Pick out every line in the data below that contains the word "letter". Case matters.

# [Record list]
═══

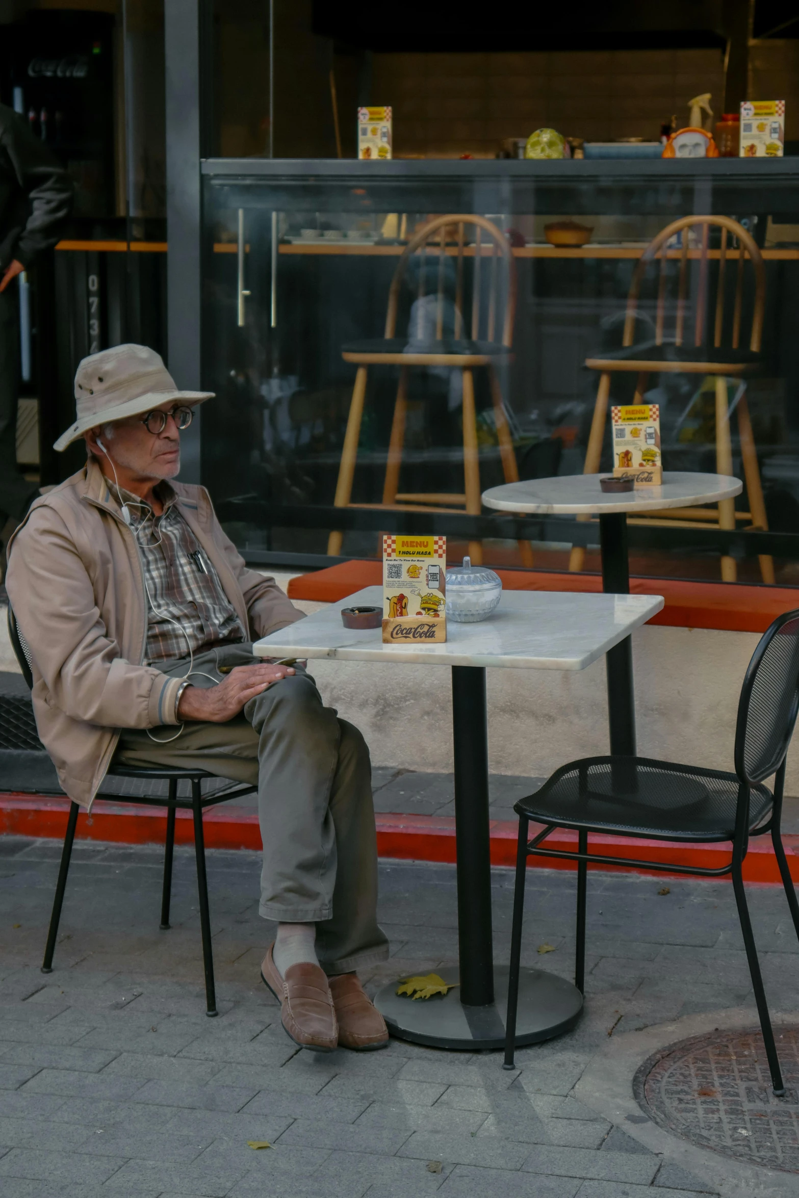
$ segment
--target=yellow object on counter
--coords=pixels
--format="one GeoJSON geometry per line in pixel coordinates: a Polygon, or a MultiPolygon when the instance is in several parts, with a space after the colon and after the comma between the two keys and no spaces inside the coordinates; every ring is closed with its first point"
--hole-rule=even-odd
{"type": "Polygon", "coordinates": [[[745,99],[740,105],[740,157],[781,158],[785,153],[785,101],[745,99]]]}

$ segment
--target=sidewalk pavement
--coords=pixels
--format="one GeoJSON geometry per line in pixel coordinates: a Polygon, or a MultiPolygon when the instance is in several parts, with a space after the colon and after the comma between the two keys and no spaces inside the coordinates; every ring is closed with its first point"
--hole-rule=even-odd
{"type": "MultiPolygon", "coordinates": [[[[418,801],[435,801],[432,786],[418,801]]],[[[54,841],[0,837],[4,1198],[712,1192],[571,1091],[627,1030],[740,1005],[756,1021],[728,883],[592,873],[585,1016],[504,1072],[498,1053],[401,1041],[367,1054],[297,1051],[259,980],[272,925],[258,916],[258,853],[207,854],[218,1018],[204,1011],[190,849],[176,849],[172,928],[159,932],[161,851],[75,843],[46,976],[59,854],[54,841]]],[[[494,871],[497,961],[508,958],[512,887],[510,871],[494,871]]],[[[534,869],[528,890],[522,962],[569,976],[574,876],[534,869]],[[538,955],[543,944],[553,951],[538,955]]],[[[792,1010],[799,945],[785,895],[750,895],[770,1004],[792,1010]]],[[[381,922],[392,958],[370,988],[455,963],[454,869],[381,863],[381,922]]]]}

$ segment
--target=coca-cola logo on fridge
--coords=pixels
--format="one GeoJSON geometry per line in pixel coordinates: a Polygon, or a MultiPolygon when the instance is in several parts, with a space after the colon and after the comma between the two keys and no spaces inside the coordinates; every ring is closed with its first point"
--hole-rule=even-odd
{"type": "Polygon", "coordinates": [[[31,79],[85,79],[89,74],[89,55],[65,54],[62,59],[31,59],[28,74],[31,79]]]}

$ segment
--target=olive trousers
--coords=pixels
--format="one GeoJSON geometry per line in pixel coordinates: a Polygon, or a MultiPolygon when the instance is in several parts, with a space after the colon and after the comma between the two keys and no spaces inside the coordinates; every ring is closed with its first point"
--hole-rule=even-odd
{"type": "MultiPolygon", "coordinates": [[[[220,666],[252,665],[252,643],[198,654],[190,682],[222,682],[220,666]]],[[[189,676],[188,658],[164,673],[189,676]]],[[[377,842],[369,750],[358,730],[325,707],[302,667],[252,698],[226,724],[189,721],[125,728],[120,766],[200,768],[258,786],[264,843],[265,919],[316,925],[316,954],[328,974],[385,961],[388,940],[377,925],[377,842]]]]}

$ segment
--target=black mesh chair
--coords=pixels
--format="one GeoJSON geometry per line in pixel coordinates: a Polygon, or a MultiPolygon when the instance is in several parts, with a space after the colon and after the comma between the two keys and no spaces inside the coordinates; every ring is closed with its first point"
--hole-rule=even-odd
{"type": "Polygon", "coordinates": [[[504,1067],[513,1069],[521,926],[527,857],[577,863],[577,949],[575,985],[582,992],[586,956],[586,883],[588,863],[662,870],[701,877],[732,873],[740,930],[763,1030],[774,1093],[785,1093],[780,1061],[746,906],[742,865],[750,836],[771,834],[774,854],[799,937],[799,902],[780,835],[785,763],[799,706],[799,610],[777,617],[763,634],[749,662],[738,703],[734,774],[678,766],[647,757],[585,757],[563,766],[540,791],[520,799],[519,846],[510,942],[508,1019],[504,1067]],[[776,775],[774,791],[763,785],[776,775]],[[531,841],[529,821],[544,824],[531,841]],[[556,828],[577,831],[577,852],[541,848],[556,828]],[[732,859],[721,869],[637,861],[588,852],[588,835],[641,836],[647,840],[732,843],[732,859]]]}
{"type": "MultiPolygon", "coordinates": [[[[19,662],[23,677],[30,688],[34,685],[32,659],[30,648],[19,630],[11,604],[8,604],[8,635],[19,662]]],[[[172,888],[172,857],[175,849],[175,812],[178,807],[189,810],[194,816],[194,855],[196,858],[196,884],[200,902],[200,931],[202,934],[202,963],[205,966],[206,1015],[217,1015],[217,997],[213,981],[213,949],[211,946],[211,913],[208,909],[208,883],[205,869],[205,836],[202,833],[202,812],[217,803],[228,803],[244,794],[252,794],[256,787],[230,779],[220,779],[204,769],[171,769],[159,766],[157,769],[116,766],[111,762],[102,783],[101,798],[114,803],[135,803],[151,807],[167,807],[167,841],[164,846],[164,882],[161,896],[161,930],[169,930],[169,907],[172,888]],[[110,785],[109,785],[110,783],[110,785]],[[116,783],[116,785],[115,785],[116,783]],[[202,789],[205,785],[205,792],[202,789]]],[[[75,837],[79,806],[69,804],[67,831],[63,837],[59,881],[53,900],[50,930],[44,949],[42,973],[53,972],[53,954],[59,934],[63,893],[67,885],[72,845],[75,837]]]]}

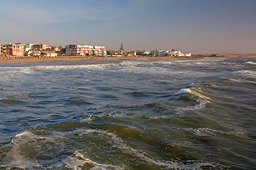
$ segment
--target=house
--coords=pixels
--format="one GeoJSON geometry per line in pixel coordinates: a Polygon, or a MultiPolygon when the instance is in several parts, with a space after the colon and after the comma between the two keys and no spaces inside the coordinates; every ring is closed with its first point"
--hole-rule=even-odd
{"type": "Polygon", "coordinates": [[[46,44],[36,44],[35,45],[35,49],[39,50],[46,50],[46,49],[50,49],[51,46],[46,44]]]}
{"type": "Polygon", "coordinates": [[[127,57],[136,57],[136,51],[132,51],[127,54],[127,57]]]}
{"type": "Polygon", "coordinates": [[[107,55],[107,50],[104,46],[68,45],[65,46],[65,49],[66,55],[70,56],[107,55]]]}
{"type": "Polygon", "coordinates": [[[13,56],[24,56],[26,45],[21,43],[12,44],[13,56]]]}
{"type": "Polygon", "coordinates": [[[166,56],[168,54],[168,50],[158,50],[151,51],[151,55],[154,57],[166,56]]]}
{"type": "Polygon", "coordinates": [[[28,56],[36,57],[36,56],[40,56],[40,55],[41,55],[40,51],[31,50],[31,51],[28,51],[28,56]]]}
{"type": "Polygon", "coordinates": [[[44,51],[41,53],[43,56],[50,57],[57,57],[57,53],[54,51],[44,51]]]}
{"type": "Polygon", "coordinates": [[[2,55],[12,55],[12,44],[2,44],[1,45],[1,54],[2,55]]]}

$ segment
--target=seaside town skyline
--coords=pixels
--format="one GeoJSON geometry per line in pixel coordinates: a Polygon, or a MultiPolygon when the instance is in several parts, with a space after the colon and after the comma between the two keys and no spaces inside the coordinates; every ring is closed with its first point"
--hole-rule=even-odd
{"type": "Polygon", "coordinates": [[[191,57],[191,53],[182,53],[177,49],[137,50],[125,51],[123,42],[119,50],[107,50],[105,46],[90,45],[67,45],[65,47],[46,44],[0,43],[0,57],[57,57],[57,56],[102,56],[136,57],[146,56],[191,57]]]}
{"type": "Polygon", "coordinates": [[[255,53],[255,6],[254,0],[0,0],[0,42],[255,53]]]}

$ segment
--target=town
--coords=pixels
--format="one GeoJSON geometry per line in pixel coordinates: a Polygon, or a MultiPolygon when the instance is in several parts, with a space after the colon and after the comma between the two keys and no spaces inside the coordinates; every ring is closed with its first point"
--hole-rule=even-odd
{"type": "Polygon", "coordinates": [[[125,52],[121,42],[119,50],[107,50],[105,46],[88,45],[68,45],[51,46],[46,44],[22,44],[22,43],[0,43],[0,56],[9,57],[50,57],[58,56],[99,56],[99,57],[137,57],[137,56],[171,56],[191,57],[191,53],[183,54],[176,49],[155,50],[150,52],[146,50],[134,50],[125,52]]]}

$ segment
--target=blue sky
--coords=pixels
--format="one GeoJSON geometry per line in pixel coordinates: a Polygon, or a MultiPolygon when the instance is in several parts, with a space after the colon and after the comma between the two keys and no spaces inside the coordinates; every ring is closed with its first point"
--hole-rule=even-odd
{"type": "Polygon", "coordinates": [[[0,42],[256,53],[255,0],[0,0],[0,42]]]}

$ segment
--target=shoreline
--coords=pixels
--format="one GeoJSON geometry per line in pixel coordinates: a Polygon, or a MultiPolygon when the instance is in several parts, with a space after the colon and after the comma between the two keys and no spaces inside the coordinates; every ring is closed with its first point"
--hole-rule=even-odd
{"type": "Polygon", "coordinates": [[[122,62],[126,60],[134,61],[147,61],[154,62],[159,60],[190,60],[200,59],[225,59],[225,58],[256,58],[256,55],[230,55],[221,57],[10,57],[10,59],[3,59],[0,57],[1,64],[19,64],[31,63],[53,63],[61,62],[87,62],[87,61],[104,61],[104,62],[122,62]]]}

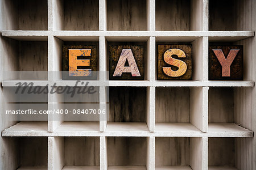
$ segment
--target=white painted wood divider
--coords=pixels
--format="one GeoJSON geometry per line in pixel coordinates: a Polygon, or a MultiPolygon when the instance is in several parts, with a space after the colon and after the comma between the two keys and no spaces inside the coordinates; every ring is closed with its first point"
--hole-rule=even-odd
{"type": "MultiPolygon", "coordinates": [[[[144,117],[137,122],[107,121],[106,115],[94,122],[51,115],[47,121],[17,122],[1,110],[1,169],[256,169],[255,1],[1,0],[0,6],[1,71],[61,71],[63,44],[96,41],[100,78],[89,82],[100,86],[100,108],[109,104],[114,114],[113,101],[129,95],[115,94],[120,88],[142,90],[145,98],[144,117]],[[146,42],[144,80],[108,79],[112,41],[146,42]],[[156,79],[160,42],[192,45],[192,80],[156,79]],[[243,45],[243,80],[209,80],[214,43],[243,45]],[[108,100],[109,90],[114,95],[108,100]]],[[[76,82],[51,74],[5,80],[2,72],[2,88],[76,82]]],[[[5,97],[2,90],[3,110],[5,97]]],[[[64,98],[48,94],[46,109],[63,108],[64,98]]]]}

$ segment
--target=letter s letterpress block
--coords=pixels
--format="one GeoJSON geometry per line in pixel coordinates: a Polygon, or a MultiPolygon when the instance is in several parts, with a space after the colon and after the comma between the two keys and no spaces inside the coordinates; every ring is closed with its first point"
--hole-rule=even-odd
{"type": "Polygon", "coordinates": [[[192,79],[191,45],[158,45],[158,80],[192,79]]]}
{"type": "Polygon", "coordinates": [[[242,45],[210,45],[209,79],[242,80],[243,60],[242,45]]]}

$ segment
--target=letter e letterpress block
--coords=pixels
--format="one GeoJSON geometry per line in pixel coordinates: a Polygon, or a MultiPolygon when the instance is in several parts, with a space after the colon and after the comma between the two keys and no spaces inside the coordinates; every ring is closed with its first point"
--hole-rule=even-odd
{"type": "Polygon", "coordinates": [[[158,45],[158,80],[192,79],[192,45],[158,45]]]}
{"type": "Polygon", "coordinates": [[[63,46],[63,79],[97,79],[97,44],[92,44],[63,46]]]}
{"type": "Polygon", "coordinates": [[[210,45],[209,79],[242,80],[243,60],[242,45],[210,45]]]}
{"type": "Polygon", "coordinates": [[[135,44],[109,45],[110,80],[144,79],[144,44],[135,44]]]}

═══

# [Answer to this exercise]
--target=letter s letterpress block
--target=letter e letterpress block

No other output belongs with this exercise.